* **Problem statement**: After reading the entries below, copy word for word the lines from the first through the line containing "positive clicks: (25, 386)", and stop there.

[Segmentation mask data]
■ ■ ■ ■
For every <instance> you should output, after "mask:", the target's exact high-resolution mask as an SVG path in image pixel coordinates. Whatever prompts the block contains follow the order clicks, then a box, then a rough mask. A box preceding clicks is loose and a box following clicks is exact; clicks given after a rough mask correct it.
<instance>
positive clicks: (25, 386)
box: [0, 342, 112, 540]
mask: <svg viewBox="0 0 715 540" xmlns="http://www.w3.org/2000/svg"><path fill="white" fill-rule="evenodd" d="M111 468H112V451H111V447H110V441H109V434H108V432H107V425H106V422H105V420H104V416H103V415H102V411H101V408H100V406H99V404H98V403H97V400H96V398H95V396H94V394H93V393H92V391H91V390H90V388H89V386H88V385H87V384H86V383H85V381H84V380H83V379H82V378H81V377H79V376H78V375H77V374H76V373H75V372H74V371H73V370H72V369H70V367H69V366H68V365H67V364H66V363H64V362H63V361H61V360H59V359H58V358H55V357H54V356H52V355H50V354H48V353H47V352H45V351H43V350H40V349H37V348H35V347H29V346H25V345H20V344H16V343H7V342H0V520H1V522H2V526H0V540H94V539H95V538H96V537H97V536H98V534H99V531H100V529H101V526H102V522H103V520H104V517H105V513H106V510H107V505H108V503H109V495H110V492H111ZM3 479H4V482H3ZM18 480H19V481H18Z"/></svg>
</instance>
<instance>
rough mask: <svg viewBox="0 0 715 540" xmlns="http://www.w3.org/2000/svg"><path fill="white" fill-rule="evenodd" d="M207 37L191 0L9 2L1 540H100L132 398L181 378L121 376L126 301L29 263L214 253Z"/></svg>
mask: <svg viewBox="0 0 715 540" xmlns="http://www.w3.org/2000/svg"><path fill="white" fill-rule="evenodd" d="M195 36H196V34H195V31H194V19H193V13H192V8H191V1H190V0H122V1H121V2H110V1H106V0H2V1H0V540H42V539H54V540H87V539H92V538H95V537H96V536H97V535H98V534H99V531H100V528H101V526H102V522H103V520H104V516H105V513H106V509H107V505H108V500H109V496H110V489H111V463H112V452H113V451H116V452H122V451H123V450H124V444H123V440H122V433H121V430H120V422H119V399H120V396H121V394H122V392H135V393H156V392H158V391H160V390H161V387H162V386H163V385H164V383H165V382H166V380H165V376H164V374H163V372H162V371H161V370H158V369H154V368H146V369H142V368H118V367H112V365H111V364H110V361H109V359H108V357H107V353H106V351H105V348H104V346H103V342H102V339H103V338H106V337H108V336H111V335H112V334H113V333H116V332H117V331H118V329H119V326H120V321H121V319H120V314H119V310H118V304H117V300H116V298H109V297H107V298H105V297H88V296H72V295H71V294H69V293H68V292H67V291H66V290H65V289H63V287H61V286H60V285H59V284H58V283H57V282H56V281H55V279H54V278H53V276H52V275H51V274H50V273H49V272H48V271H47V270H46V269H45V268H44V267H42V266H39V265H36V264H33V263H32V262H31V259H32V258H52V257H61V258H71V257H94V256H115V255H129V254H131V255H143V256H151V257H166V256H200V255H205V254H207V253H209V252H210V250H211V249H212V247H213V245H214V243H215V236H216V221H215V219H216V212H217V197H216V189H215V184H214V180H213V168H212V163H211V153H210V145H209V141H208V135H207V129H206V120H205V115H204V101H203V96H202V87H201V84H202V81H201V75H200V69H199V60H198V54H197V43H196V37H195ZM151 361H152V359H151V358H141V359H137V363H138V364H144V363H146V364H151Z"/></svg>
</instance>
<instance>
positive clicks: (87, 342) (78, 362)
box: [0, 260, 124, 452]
■ ■ ■ ■
* **Result of the task**:
For every <instance> you should output, after "mask:", the target's exact high-resolution mask as an SVG path in image pixel coordinates. Whatever prompts the block contains follow the order clicks, then a box, then a rough mask. A box preceding clicks is loose and a box following clicks is exact; clicks given after a rough mask correct it.
<instance>
positive clicks: (25, 386)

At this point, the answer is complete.